> **Given problem**
Rewrite all the items below as a numbered list, leaving out blank lines and the pictures.

Records from a data collection:

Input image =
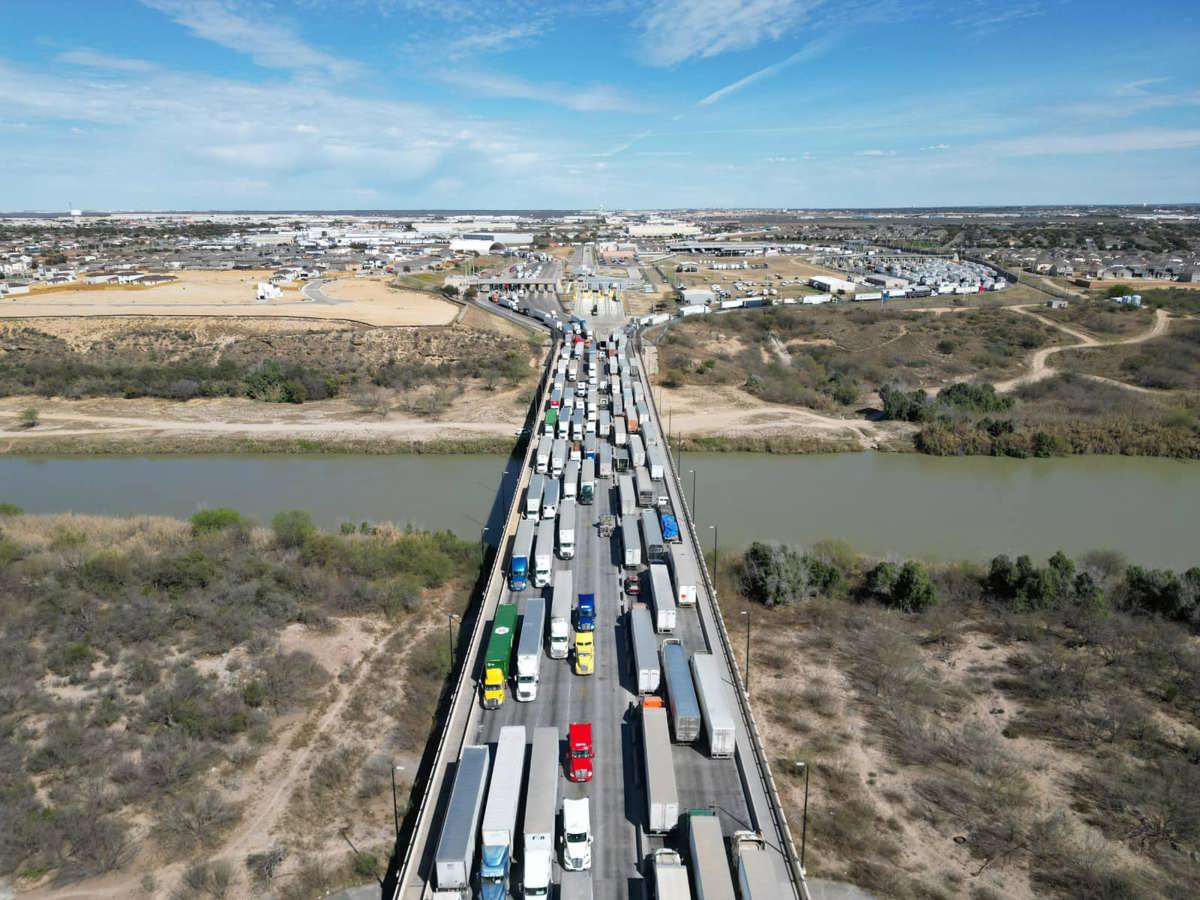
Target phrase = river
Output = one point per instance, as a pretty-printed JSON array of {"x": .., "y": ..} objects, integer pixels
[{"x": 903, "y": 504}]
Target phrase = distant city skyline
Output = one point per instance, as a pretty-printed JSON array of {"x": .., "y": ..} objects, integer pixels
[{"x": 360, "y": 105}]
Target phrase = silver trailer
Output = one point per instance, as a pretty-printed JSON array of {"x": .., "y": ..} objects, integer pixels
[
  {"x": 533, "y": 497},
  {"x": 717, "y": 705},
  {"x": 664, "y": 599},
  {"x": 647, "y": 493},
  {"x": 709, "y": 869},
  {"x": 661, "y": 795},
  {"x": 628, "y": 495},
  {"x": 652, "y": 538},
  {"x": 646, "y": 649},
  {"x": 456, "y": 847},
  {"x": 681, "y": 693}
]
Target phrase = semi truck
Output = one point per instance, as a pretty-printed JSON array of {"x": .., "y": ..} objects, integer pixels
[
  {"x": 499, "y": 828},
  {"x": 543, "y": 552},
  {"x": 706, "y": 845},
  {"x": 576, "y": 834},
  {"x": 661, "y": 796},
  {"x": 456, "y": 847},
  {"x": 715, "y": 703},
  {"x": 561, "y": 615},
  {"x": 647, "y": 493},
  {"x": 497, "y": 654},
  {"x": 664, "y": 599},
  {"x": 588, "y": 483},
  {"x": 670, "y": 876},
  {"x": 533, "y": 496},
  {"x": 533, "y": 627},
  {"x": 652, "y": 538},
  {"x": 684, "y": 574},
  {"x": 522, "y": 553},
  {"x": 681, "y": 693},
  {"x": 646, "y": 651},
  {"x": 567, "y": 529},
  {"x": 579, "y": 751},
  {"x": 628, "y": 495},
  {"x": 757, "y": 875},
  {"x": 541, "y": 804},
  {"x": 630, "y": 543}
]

> **The output**
1. Input image =
2. Target phrase = river
3. Output = one point per instance, as a pretty-printed JSON array of {"x": .., "y": ..} objects, integer pixels
4. [{"x": 903, "y": 504}]
5. Target phrase = distant city skyline
6. Output = one point per instance, as a pretty-printed JSON array of {"x": .., "y": ..} objects, integer pixels
7. [{"x": 360, "y": 105}]
8. Target phrase = silver trailer
9. Output = one point per instance, as a pretty-printed JSON array of {"x": .., "y": ..} objects, integer pixels
10. [
11.   {"x": 533, "y": 497},
12.   {"x": 717, "y": 705},
13.   {"x": 664, "y": 599},
14.   {"x": 647, "y": 493},
15.   {"x": 709, "y": 869},
16.   {"x": 661, "y": 795},
17.   {"x": 628, "y": 495},
18.   {"x": 652, "y": 538},
19.   {"x": 646, "y": 649},
20.   {"x": 456, "y": 847},
21.   {"x": 681, "y": 693}
22. ]
23. Target phrase = semi truck
24. Output = one point per instance, as a pretty-printed JSON array of {"x": .., "y": ..} objects, integer pixels
25. [
26.   {"x": 499, "y": 828},
27.   {"x": 543, "y": 552},
28.   {"x": 706, "y": 845},
29.   {"x": 576, "y": 834},
30.   {"x": 661, "y": 796},
31.   {"x": 456, "y": 847},
32.   {"x": 715, "y": 703},
33.   {"x": 561, "y": 615},
34.   {"x": 647, "y": 493},
35.   {"x": 497, "y": 654},
36.   {"x": 664, "y": 599},
37.   {"x": 588, "y": 483},
38.   {"x": 670, "y": 876},
39.   {"x": 533, "y": 496},
40.   {"x": 533, "y": 627},
41.   {"x": 652, "y": 538},
42.   {"x": 684, "y": 574},
43.   {"x": 522, "y": 553},
44.   {"x": 681, "y": 693},
45.   {"x": 646, "y": 651},
46.   {"x": 567, "y": 529},
47.   {"x": 579, "y": 751},
48.   {"x": 628, "y": 495},
49.   {"x": 757, "y": 875},
50.   {"x": 541, "y": 804},
51.   {"x": 630, "y": 543}
52. ]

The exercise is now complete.